Selected excerpt
Then Judy became ill. A two-year fight against cancer ensued before she died in 2017, two years before their beautiful new apartment home was complete.

Bob grappled with whether to still make the move. But he knew one thing for sure – if he did move in, he didn’t want to do it alone. So, he sat down and made a list –“a list of people who might be interested in starting a new life together here.”

Bob and Jean Kohler on a Viking river cruise for their honeymoon.

Jean’s name was on top.

The two met initially 21 years ago when Jean applied for a job at the GBHEM after returning from Bangkok, Thailand where she and her former husband had served as missionaries for 11 years. The administrative assistant position reported to the Board’s Assistant General Secretary, Division of Ordained Ministry, which happened to be Bob’s position.

Impressed by her resourcefulness, Bob hired Jean. The two worked together for seven years until Bob’s 2009 retirement. Jean, 67, continues to work full-time with Bob’s successor. Bob, 80, who has a Doctor of Ministry among other graduate degrees, still consults with the General Board and teaches online classes in United Methodist polity and history.

Exercise directions
Print everything from "Then Judy became" down to "be Bob’s position." in the passage above about Bob and Jean Kohler, without changing a word.

Given entries
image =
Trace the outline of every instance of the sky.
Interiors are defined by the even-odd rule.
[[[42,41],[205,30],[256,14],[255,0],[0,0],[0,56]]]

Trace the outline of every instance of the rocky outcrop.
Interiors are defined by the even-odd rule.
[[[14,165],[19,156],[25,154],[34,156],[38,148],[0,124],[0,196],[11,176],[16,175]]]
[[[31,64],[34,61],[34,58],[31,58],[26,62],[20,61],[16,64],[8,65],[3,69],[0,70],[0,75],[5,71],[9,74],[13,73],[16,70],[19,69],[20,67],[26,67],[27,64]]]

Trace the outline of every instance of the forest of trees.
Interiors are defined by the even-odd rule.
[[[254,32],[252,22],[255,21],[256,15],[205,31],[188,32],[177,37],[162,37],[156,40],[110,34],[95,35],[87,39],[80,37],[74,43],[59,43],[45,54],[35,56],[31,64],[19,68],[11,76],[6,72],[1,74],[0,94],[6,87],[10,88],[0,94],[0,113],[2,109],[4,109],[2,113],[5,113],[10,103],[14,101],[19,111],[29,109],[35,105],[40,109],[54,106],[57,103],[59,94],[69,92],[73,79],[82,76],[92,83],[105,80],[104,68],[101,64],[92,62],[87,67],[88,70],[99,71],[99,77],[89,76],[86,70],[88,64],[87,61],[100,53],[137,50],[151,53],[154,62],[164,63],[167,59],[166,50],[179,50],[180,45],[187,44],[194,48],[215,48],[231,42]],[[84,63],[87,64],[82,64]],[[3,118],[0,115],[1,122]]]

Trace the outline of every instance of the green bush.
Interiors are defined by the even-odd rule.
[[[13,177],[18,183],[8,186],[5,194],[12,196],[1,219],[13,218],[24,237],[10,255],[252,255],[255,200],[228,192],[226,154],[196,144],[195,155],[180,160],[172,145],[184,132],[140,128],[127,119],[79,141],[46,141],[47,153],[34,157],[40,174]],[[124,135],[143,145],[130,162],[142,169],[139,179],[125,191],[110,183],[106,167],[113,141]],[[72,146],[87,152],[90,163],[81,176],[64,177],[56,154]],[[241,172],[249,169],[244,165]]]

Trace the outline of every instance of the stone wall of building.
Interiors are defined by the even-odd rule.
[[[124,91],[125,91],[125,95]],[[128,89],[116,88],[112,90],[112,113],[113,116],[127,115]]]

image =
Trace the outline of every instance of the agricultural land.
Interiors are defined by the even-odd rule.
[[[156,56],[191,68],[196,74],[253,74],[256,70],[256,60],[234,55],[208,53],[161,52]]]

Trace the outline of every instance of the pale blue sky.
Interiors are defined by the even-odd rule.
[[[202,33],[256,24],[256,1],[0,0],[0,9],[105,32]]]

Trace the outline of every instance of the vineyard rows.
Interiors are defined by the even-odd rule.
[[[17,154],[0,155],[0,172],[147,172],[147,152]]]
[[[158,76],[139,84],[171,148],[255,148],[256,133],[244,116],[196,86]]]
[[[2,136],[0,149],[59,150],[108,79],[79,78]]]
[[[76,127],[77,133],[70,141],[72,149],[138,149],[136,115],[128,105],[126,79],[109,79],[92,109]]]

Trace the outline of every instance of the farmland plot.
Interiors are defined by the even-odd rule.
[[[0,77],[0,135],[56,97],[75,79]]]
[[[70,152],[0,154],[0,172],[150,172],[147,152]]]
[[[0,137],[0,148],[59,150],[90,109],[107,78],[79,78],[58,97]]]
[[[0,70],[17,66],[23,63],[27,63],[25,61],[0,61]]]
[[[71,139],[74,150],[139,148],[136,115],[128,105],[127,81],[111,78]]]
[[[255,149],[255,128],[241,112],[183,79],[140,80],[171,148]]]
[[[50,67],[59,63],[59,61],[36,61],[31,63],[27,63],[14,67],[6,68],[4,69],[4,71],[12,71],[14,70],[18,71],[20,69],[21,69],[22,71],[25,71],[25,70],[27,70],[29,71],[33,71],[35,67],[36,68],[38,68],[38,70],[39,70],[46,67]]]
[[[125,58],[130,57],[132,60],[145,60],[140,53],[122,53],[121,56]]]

Completed task
Then Judy became ill. A two-year fight against cancer ensued before she died in 2017, two years before their beautiful new apartment home was complete.

Bob grappled with whether to still make the move. But he knew one thing for sure – if he did move in, he didn’t want to do it alone. So, he sat down and made a list –“a list of people who might be interested in starting a new life together here.”

Bob and Jean Kohler on a Viking river cruise for their honeymoon.

Jean’s name was on top.

The two met initially 21 years ago when Jean applied for a job at the GBHEM after returning from Bangkok, Thailand where she and her former husband had served as missionaries for 11 years. The administrative assistant position reported to the Board’s Assistant General Secretary, Division of Ordained Ministry, which happened to be Bob’s position.